Exercise 1: According to the passage about the Dickson family's journey west, how many wagons were in the party once everyone had gathered on the other side of the Missouri River?
Exercise 2: Revise the passage about the Dickson family's journey west from "Albert was just" to "and two-year-old William.", changing "fourteen-year-old" to "fifteen-year-old".

The air was charged with excitement as the families with their wagons, oxen, sheep, and other livestock gathered at the Missouri River to start the long trek westward early in the spring of 1852.
As twelve-year-old Albert Dickson wandered among the wagons, he saw many children. He even discovered several boys his own age. It was good to know that he would have friends on the long trip ahead.
Albert was just one of thousands of children pioneers who crossed the continent in the migration to the western states in the late 1840s and early 1850s. There were four other children in the Dickson family at that time, including his fourteen-year-old sister, Samantha; his nine-year-old brother, Judson; Alvina, who was six; and two-year-old William.
In Albert’s journal he wrote, “We crossed the Missouri on a large flatboat. Two wagons went on each trip, with three men to the oar and one at the rear to steer. They would land down the river about one mile from the starting point, then pull the boat back with oxen.” Like any twelve year old, he found adventure in each new phase of the trip.
When the entire party had gathered on the other side of the river, there were sixty wagons, which were divided into groups of ten, and each group had a captain. At least half the company were children. The older ones usually walked beside the wagons; some herded the sheep. Even the small children walked part of the day but were allowed to ride as they tired.
Usually from ten to fifteen miles were covered each day while crossing the prairies, and about half as many when the Rocky Mountains were reached. A lot depended on the weather and the terrain being traveled.
The group followed the Mormon Trail, which had been cleared in 1847 as a route for the migration of Church members to the Salt Lake Valley. It followed the north side of the Platte River to the fork of the North Platte and South Platte, then ran along the North Platte to Fort Laramie, where the pioneers crossed the river and followed the Oregon Trail to Fort Bridger. From there they traveled down Weber Canyon and Emigration Canyon into the Salt Lake Valley. The entire trip was about 1100 miles.

[Saved data entries]

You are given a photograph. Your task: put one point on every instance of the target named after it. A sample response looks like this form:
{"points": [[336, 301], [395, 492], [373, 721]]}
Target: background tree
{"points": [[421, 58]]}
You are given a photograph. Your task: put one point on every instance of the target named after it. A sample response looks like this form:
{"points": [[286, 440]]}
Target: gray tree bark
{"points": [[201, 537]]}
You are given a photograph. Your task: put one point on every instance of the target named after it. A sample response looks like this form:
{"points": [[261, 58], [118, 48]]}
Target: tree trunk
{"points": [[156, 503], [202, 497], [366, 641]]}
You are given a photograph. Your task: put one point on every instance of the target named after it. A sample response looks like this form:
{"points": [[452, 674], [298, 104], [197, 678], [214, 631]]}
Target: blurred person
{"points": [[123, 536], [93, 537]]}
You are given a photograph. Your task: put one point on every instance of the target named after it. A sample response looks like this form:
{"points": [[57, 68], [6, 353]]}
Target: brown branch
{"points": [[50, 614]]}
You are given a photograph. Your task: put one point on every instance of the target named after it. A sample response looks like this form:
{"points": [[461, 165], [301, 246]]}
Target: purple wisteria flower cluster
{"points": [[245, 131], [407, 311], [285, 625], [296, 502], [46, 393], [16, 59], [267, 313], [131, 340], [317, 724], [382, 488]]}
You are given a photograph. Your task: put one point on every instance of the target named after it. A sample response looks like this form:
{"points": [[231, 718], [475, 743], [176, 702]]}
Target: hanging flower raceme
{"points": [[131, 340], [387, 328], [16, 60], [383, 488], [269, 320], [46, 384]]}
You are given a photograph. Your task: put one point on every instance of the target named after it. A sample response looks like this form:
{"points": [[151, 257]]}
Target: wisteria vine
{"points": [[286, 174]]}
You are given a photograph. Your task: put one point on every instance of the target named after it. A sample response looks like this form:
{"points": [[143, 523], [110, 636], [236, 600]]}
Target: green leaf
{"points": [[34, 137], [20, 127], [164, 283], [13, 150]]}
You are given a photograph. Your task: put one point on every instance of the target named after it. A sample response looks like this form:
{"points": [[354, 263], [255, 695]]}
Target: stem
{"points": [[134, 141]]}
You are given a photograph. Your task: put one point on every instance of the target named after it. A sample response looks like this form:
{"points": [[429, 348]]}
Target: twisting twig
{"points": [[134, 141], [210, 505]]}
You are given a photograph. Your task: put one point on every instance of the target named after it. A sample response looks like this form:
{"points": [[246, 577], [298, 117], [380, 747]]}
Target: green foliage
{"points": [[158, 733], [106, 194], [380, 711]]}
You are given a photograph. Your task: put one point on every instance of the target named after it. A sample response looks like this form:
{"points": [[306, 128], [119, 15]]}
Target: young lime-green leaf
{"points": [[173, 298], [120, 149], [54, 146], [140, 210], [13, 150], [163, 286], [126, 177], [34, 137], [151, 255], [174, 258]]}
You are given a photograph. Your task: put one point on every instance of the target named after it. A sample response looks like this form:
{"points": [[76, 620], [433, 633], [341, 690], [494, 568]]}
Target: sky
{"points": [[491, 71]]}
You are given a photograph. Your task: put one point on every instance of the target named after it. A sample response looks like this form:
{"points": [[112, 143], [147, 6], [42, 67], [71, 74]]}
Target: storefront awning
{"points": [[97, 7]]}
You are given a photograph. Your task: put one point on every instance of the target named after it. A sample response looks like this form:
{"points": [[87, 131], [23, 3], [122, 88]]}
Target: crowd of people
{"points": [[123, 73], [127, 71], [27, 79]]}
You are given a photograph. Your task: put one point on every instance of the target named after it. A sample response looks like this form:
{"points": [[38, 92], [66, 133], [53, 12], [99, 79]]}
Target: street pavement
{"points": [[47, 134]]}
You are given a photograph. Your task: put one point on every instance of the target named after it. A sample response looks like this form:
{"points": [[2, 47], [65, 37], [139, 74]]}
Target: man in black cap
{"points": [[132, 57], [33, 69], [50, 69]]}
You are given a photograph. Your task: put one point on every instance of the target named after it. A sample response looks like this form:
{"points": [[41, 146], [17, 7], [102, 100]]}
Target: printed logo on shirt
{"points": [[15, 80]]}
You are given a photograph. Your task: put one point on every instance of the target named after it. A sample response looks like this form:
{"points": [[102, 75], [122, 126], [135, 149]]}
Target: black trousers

...

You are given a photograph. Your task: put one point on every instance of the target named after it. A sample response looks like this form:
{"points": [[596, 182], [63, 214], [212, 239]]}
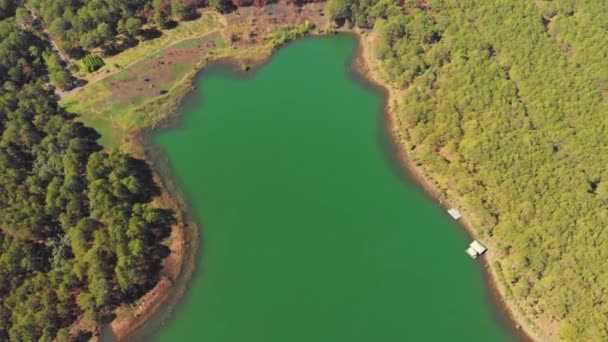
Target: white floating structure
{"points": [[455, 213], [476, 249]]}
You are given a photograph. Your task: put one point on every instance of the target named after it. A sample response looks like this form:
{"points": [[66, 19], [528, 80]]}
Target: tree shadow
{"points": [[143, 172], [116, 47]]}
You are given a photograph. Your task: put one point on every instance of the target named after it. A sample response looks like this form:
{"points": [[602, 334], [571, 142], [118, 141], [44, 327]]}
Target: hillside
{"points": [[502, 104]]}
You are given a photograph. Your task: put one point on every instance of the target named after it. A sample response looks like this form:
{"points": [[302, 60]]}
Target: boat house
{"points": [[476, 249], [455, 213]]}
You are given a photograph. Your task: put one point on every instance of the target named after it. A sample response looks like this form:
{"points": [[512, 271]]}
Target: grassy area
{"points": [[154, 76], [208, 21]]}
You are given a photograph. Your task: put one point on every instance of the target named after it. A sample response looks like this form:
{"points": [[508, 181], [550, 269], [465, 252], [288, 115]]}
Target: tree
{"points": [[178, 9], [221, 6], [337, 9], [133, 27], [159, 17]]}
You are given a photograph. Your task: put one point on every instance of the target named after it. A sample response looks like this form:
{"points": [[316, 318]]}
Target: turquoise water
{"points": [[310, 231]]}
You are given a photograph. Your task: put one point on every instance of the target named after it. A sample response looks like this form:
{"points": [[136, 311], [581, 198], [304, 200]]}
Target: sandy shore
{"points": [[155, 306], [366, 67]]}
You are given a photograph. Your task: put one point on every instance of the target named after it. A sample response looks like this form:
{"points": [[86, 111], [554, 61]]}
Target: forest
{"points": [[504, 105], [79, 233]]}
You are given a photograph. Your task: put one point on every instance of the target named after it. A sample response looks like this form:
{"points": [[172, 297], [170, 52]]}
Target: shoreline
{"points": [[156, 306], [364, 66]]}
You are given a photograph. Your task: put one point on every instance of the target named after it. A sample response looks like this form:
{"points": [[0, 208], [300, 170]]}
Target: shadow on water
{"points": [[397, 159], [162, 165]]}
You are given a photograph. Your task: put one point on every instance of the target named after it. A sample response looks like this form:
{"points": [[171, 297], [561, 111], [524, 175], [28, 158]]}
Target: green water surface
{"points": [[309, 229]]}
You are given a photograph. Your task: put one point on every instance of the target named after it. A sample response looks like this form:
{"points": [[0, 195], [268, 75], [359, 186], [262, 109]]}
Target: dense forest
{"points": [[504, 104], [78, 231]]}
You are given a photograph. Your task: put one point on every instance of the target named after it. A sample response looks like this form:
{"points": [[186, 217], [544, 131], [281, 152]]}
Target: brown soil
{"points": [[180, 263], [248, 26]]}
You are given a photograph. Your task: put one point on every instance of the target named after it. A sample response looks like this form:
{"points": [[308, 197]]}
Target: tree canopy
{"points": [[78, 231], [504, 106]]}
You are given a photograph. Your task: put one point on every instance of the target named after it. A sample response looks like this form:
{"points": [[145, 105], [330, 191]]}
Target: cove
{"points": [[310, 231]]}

Written answer 1: Sixty wagons.

Written answer 2:
Albert was just one of thousands of children pioneers who crossed the continent in the migration to the western states in the late 1840s and early 1850s. There were four other children in the Dickson family at that time, including his fifteen-year-old sister, Samantha; his nine-year-old brother, Judson; Alvina, who was six; and two-year-old William.